## Exercise details
Rewrite the data below with every "Target" switched to "Object" and all else unchanged. Leave the pictures out of your answer.

## Part of a data file

____

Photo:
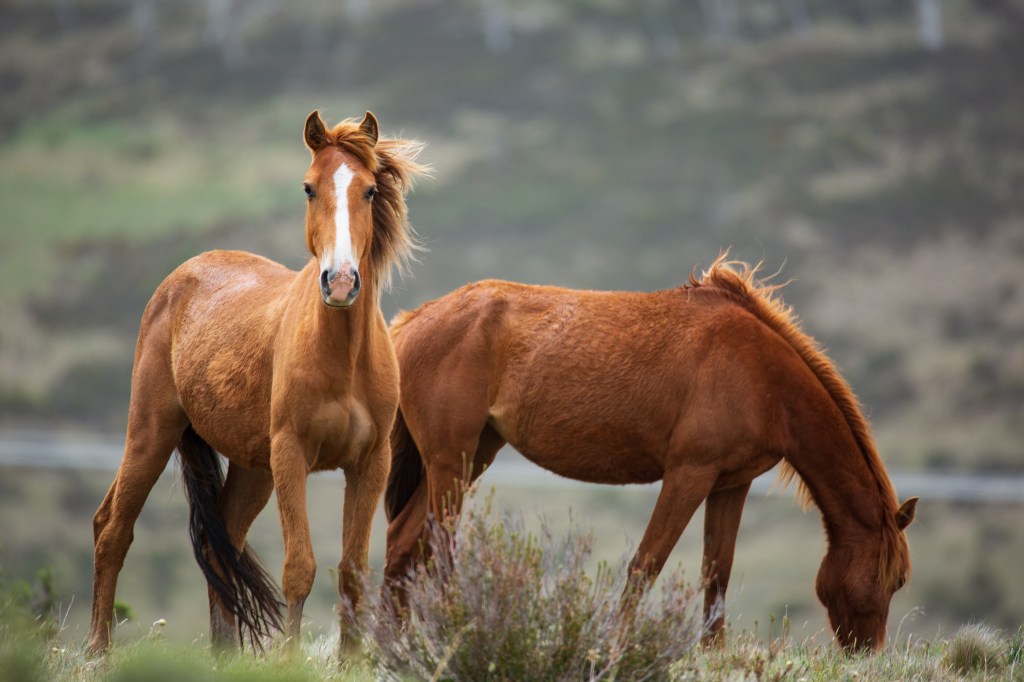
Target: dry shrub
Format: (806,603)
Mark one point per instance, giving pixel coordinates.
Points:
(499,603)
(977,647)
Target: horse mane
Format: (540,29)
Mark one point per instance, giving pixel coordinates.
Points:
(393,163)
(739,282)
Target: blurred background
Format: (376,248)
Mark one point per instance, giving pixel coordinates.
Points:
(871,150)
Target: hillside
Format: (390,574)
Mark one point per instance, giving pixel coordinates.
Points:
(585,144)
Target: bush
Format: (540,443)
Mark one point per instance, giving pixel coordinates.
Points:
(499,603)
(977,647)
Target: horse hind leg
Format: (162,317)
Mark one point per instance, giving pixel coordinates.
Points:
(153,432)
(245,494)
(722,513)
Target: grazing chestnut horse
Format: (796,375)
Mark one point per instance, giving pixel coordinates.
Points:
(285,373)
(704,387)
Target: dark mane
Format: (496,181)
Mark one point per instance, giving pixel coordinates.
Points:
(739,282)
(394,167)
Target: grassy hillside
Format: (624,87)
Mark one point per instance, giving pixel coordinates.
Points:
(587,144)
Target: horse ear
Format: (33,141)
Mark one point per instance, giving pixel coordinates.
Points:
(905,513)
(315,132)
(370,127)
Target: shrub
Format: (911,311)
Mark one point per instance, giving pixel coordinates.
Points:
(977,647)
(499,603)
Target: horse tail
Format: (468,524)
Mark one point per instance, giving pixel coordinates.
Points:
(238,579)
(407,469)
(740,282)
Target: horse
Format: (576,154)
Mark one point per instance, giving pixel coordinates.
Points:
(702,387)
(285,373)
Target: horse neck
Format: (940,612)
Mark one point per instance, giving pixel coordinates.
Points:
(853,499)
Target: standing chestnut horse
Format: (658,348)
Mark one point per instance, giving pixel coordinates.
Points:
(284,373)
(704,387)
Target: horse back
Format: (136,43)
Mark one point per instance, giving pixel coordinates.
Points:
(208,335)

____

## Solution below
Photo:
Object: dry shrub
Format: (806,603)
Mark one point per instance, giving pixel coordinates.
Points:
(499,603)
(977,647)
Object: horse mane
Format: (540,29)
Mark one point per instance, giving pixel coordinates.
Points:
(393,163)
(739,282)
Object: blurred background
Format: (376,248)
Mark one point per instance, giving pixel coordinates.
Points:
(871,150)
Object: hillside
Format: (390,574)
Mark one point per instance, giving pixel coordinates.
Points:
(585,144)
Object: bush
Format: (540,443)
Mark one point per instance, giving pixel coordinates.
Points:
(499,603)
(977,647)
Object: horse hind leg
Format: (162,317)
Mark one point per instance, giving pixel coordinates.
Points:
(153,432)
(245,494)
(722,513)
Object: grazing chestnut horse
Format: (796,375)
Mark one point per instance, giving pixel coordinates.
Points:
(285,373)
(704,387)
Object: dark mane
Format: (496,181)
Mark one point per instance, giving pixel coordinates.
Points:
(739,282)
(394,167)
Object: grassy hillside
Format: (624,87)
Mark one point per instance, giving pixel coordinates.
Points:
(587,144)
Object: horse ear
Format: (33,141)
Mark one point per instance, giving pixel coordinates.
Points:
(905,513)
(315,132)
(370,127)
Object: shrub
Format: (911,311)
Mark one point per instance, giving pixel coordinates.
Points:
(977,647)
(499,603)
Object: horse tail
Format: (468,524)
Mark one point per instance, giving pixel coordinates.
Points:
(238,579)
(407,469)
(740,282)
Object: horse
Format: (576,154)
Mark one point per instance, giving pixel coordinates.
Points:
(702,387)
(285,373)
Object: horse neck
Format: (940,612)
Mark one point per instance, giving pixel coordinates.
Points:
(853,499)
Object: standing chestnut horse
Format: (658,348)
Mark one point per instance, giving pixel coordinates.
Points:
(284,373)
(704,387)
Object: horse back
Format: (136,43)
Mark one point per instance, giving pixel coordinates.
Points:
(208,335)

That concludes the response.